# [Page excerpt]
Hurricane-Battered Hospital Offers Lessons in Disaster Preparedness
When Hurricane Harvey hit the Gulf Coast in late August 2017, nearly 100 nurses and other licensed professionals who work for CHRISTUS Southeast Texas St. Elizabeth Hospital in Beaumont, Texas, were stranded at home. Yet St. Elizabeth remained open, having strengthened its disaster preparedness after years of practice and planning. That preparedness served the nurses and patients at St. Elizabeth well—and offers lessons for nurses and health care administrators as the incidence of climate-related natural disasters climbs.
“I truly believe that all practicing nurses need a minimum understanding of the disaster lifecycle: mitigation, preparation, response, and recovery,” says Tener Goodwin Veenema, PhD, RN, FAAN, Johns Hopkins School of Nursing Associate professor and an internationally recognized expert in disaster nursing and public health emergency preparedness.
CHRISTUS St. Elizabeth: An Exemplar of Resilience
Scholars use the term “resilient” to describe health systems that are ready to respond to crises such as hurricanes. Resilient health systems function in the face of unforeseen demands because they share these characteristics:
- Awareness of potential health threats and their system’s strengths and limitations
- Ability to draw on redundant capacity
- Established relationships and agreements with public health and community partners
- Strong and flexible leadership and organizational structures
Today St. Elizabeth is an exemplar of resilience, but that was not always so.
“Many of us have grown up in this area, and we have lived with hurricanes all our lives,” says St. Elizabeth’s Chief Nursing Executive Paul Guidroz, MSN, RN, CNOR.
After Hurricane Rita devastated the region in 2005, St. Elizabeth’s leadership realized they needed to be better prepared. They invested in a flood mitigation system, water wells, and hurricane-strength protective window film. Leaders also committed to regularly improving the hospital’s disaster response plan, efforts that paid off with Harvey.
In the days leading up to the hurricane, the health system’s command center in Dallas held conference calls with leaders throughout the state. When Harvey’s rains reached Beaumont on Tuesday, August 29, the hospital was ready. While St. Elizabeth did not flood, many nurses were stranded in their homes, surrounded by water.
As part of the hospital’s disaster response plan, nearly 100 replacement nurses and other licensed professionals were flown in from CHRISTUS facilities elsewhere in Texas and Louisiana over five days. Once onsite, these volunteer nurses were paired with staff members to ease the adjuncts’ transition to a new hospital and electronic health record system.

# [Tasks to perform]
1. According to the hurricane preparedness article, which hurricane devastated the region in 2005?
2. Reproduce the part of the hurricane preparedness article that opens with the words containing "After Hurricane Rita" and closes with "off with Harvey.".

# [Dataset entries]
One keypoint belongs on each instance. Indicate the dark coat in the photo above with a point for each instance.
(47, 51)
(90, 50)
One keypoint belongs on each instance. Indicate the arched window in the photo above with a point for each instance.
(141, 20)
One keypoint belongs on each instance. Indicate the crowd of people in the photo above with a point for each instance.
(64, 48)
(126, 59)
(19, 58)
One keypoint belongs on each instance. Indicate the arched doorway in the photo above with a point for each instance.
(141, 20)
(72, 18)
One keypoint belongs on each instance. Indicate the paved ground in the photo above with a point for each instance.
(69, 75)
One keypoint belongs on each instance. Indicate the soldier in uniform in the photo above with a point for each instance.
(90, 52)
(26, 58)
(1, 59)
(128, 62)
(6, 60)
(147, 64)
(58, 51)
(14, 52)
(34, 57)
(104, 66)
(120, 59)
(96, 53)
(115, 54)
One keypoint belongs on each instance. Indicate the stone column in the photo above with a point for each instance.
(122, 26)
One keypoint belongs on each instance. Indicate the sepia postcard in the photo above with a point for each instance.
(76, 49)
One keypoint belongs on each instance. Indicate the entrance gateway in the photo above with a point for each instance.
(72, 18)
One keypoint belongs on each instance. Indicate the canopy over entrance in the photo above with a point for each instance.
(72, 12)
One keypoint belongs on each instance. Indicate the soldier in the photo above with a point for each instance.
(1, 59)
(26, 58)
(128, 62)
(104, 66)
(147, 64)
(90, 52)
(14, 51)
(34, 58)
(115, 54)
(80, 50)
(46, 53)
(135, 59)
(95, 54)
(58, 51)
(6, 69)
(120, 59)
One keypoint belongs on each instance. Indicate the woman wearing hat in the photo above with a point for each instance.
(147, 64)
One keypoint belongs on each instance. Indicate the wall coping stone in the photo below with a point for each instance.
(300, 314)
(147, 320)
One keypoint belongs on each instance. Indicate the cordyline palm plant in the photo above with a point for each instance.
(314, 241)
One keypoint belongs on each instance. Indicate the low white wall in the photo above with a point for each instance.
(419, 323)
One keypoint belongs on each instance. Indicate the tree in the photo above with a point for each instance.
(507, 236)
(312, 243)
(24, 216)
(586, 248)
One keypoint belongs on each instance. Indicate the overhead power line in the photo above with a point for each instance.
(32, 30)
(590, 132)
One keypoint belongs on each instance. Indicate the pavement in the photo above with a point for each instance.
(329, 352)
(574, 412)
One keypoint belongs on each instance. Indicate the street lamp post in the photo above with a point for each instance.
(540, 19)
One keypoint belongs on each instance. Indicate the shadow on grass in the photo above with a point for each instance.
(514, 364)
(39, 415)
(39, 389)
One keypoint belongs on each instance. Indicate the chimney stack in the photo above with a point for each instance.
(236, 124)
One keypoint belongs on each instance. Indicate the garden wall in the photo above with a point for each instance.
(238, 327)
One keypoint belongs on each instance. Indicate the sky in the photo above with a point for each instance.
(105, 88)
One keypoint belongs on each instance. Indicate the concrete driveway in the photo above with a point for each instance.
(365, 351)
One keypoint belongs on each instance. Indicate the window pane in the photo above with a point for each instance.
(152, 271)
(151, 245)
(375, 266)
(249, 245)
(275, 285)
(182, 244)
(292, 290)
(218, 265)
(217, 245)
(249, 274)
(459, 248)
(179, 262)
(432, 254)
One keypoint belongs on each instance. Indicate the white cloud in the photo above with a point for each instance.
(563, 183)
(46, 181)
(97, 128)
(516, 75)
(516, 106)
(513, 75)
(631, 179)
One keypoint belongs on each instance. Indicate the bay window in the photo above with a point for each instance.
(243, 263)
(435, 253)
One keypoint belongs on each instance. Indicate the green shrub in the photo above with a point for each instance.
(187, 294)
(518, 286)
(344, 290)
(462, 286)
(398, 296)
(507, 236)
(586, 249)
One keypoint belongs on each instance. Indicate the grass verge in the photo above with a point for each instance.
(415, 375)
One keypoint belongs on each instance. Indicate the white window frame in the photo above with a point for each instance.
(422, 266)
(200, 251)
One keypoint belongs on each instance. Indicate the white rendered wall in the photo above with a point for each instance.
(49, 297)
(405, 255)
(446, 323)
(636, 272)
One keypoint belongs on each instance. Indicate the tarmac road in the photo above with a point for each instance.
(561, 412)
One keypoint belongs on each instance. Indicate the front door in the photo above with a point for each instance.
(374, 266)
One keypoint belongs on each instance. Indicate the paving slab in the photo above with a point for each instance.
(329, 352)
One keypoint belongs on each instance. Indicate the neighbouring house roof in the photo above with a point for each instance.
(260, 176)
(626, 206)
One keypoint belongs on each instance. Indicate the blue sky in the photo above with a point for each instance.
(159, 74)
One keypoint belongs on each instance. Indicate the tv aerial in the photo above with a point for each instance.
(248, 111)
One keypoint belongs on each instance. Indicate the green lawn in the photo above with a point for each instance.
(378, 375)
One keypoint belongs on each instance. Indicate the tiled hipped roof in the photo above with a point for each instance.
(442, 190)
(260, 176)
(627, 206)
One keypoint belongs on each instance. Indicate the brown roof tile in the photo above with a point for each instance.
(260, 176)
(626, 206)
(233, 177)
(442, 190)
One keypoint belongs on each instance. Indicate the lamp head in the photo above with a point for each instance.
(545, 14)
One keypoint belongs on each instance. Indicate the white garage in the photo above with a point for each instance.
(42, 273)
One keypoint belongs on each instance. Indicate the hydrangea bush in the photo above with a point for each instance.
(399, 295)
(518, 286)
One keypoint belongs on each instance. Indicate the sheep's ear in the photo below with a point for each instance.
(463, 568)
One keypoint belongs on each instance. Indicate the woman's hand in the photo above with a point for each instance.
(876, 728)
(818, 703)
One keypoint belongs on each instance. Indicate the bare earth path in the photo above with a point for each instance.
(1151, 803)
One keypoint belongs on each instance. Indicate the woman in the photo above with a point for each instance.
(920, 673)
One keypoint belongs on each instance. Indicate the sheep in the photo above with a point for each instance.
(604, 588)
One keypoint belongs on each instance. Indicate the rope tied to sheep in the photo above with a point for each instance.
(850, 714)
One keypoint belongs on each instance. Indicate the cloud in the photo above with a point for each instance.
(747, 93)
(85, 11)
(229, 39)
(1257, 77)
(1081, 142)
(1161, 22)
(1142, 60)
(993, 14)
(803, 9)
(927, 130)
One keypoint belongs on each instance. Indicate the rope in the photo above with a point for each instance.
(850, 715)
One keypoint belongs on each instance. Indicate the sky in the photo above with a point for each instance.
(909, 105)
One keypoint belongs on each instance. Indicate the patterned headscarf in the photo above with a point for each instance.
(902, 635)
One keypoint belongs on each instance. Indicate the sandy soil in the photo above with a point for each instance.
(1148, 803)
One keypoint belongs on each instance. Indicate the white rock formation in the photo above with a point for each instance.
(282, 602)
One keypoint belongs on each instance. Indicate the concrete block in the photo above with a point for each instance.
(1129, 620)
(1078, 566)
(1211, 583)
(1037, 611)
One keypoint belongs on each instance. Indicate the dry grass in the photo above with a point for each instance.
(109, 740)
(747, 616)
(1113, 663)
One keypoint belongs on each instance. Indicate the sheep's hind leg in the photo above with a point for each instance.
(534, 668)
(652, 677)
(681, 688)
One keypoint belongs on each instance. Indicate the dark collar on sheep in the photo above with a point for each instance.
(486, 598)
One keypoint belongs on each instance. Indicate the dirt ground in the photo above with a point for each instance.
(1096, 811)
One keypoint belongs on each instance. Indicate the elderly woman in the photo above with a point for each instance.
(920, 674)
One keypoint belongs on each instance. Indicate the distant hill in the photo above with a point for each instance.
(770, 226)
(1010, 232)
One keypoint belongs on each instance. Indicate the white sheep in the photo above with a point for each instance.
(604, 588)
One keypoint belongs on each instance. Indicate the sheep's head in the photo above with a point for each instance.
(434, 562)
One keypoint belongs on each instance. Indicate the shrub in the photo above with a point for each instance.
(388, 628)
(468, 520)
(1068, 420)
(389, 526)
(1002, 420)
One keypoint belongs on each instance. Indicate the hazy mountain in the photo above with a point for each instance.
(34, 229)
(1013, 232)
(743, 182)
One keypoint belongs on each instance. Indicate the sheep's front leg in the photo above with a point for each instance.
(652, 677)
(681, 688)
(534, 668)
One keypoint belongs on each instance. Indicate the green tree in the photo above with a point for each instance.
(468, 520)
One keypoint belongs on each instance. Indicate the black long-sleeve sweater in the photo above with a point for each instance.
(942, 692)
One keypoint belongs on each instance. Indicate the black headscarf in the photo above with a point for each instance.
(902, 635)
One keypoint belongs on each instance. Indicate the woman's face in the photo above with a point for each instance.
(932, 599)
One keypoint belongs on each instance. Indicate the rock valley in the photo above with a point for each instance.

# [Responses to the exercise]
1. Hurricane Rita

2.
After Hurricane Rita devastated the region in 2005, St. Elizabeth’s leadership realized they needed to be better prepared. They invested in a flood mitigation system, water wells, and hurricane-strength protective window film. Leaders also committed to regularly improving the hospital’s disaster response plan, efforts that paid off with Harvey.